--- begin Dataset ---

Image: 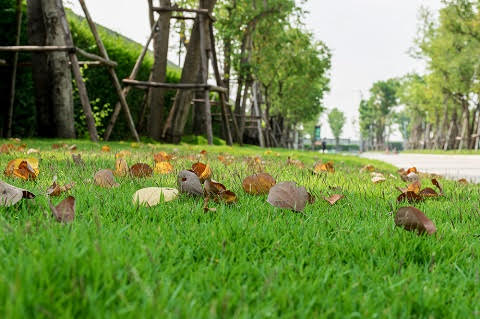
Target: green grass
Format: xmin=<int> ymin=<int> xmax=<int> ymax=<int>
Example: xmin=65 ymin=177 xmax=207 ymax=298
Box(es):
xmin=0 ymin=140 xmax=480 ymax=318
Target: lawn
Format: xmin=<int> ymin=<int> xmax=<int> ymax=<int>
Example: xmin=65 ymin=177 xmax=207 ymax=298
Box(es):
xmin=0 ymin=140 xmax=480 ymax=318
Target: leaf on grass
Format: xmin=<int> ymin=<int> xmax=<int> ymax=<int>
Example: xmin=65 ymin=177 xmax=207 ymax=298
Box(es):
xmin=133 ymin=187 xmax=178 ymax=207
xmin=5 ymin=158 xmax=39 ymax=180
xmin=115 ymin=150 xmax=132 ymax=158
xmin=93 ymin=169 xmax=120 ymax=188
xmin=130 ymin=163 xmax=153 ymax=178
xmin=267 ymin=182 xmax=309 ymax=212
xmin=242 ymin=173 xmax=277 ymax=195
xmin=114 ymin=158 xmax=129 ymax=177
xmin=397 ymin=191 xmax=423 ymax=203
xmin=49 ymin=196 xmax=75 ymax=223
xmin=192 ymin=162 xmax=212 ymax=183
xmin=153 ymin=162 xmax=173 ymax=174
xmin=395 ymin=207 xmax=437 ymax=235
xmin=47 ymin=176 xmax=75 ymax=196
xmin=323 ymin=194 xmax=345 ymax=206
xmin=177 ymin=170 xmax=203 ymax=196
xmin=0 ymin=181 xmax=35 ymax=207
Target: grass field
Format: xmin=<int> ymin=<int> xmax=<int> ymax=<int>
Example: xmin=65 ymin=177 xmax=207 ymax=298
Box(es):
xmin=0 ymin=140 xmax=480 ymax=318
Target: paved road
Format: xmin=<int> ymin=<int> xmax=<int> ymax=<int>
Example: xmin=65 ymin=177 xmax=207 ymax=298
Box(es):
xmin=361 ymin=153 xmax=480 ymax=183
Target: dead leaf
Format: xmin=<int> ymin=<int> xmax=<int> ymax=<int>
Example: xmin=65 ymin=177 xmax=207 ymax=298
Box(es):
xmin=153 ymin=162 xmax=173 ymax=174
xmin=114 ymin=159 xmax=129 ymax=177
xmin=133 ymin=187 xmax=178 ymax=207
xmin=192 ymin=162 xmax=212 ymax=183
xmin=242 ymin=173 xmax=277 ymax=195
xmin=49 ymin=196 xmax=75 ymax=223
xmin=0 ymin=181 xmax=35 ymax=207
xmin=130 ymin=163 xmax=153 ymax=178
xmin=267 ymin=182 xmax=309 ymax=212
xmin=323 ymin=194 xmax=345 ymax=206
xmin=177 ymin=170 xmax=203 ymax=196
xmin=395 ymin=207 xmax=437 ymax=235
xmin=93 ymin=169 xmax=120 ymax=188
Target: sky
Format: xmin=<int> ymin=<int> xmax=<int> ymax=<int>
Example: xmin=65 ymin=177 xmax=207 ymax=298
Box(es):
xmin=66 ymin=0 xmax=441 ymax=140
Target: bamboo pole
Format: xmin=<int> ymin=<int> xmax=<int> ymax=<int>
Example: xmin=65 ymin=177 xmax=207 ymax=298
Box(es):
xmin=58 ymin=0 xmax=98 ymax=142
xmin=78 ymin=0 xmax=140 ymax=142
xmin=7 ymin=0 xmax=22 ymax=137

--- end Dataset ---

**Exercise requirements**. Please arrange the rows from the very start through the line containing "xmin=361 ymin=153 xmax=480 ymax=183" as a JSON list of strings, with one string for each line and blank lines omitted. Leave the pictures out of your answer.

**The reply**.
[
  "Image: ",
  "Target: green grass",
  "Format: xmin=<int> ymin=<int> xmax=<int> ymax=<int>",
  "Example: xmin=65 ymin=177 xmax=207 ymax=298",
  "Box(es):",
  "xmin=0 ymin=140 xmax=480 ymax=318",
  "Target: lawn",
  "Format: xmin=<int> ymin=<int> xmax=<int> ymax=<int>",
  "Example: xmin=65 ymin=177 xmax=207 ymax=298",
  "Box(es):",
  "xmin=0 ymin=140 xmax=480 ymax=318",
  "Target: leaf on grass",
  "Format: xmin=<int> ymin=<int> xmax=<int> ymax=<int>",
  "Example: xmin=65 ymin=177 xmax=207 ymax=298",
  "Box(es):",
  "xmin=133 ymin=187 xmax=178 ymax=207",
  "xmin=5 ymin=158 xmax=39 ymax=180",
  "xmin=115 ymin=150 xmax=132 ymax=158",
  "xmin=93 ymin=169 xmax=120 ymax=188",
  "xmin=130 ymin=163 xmax=153 ymax=178",
  "xmin=267 ymin=182 xmax=309 ymax=212",
  "xmin=242 ymin=173 xmax=277 ymax=195",
  "xmin=114 ymin=158 xmax=129 ymax=177",
  "xmin=397 ymin=191 xmax=423 ymax=203",
  "xmin=49 ymin=196 xmax=75 ymax=223",
  "xmin=192 ymin=162 xmax=212 ymax=183",
  "xmin=153 ymin=162 xmax=173 ymax=174",
  "xmin=395 ymin=207 xmax=437 ymax=235",
  "xmin=47 ymin=176 xmax=75 ymax=196",
  "xmin=323 ymin=194 xmax=345 ymax=206",
  "xmin=177 ymin=170 xmax=203 ymax=196",
  "xmin=0 ymin=181 xmax=35 ymax=207",
  "Target: grass field",
  "Format: xmin=<int> ymin=<int> xmax=<int> ymax=<int>",
  "Example: xmin=65 ymin=177 xmax=207 ymax=298",
  "Box(es):",
  "xmin=0 ymin=140 xmax=480 ymax=318",
  "Target: paved road",
  "Format: xmin=<int> ymin=<int> xmax=<int> ymax=<int>",
  "Example: xmin=65 ymin=177 xmax=207 ymax=298",
  "Box(es):",
  "xmin=361 ymin=153 xmax=480 ymax=183"
]